> _Supplied text_:
After ‘Braveheart’ had been seen and believed in Scotland, the whole relationship was disrupted, with surveys showing that the Scots now believe the English were as perfidious as Gibson had portrayed them. This was when the demand for independence gained the traction which is now pulling the Union apart.

Similarly and sinisterly now, some surveys have shown that more than fifty per cent of watchers in England alone, believe and disapprove of the Netflix fictional and derogatory version of how the Royal family live their lives – with pettiness, arrogance, and mean-spiritedness.

 The Crown series is undermining the respect, regard, affection and approval of the people on whose support the monarchy depends. While Prince Harry and his wife have recently demeaned the dignity of their family, The Crown is successfully and regrettably doing the same thing, with potentially more damaging effects.

Historians may mark the decline and gradual fall of this thousand- year old unifying institution from this moment in time – when a disastrous and destructive work of fiction was delivered into the homes of many people who believe it must be fact. The ethics of blackening people’s characters and inventing questionable behaviour when they are alive and in no position to defend themselves is another matter.

So sadly, this trivial and dishonest Netflix money spinner seems to be yet another nail in the coffin of respect for the past, and for the rituals that bind a community and a country. It is loosening the safeguards against politics, money and power becoming the dominant force in the nation.

> _Study questions_:
A – Translate this sentence from the piece on The Crown into Spanish: "The Crown series is undermining the respect, regard, affection and approval of the people on whose support the monarchy depends."
B – Extend the piece on The Crown by writing what comes after its final sentence.
The material that comes next is separate from the piece on The Crown.

> _Supplied material_:
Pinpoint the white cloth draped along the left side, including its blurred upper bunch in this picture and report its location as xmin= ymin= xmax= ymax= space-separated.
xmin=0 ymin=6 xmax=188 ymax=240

> _Responses by item number_:
A – La serie The Crown está socavando el respeto, la consideración, el afecto y la aprobación de las personas de cuyo apoyo depende la monarquía.

B –
 The mayhem the world is watching in the dis- United States of America is a reminder that the monarchy may be a hereditary and imperfect institution, but it also provides stability, and still has a function to play, and services to perform in one of the world’s oldest democracies. Constitutional monarchs can’t interfere in politics, but do perform the duties of a head of state who is above lobbying, campaigning, or manipulating power. So yes, it seems logical to end with ‘Long live the Queen!’

Food for threadbare gourmets

As ‘sumer is icumen in’, in the words of the 13th century English song, I have a glut of tomatoes. I played around with the thought of the big beefsteak tomatoes I ate in France as a child, stuffed with real golden mayonnaise – a true taste of summer.’

So I cut a sliver off the bottoms of my smaller tomatoes so they would sit properly on the plate, and hollowed out the insides, keeping the tops and seeds to use elsewhere.

I mashed blue cheese with some good bought mayonnaise and stuffed some. For others I used real homemade mayonnaise, with  ripe avocados mashed in, and stuffed the third row with simple homemade mayonnaise. With baby spinach leaves and warm sour dough bread and unsalted butter, they made a simple satisfying light supper

Food for Thought

Just a thought in these divided times: Hear no evil, see no evil, speak no evil.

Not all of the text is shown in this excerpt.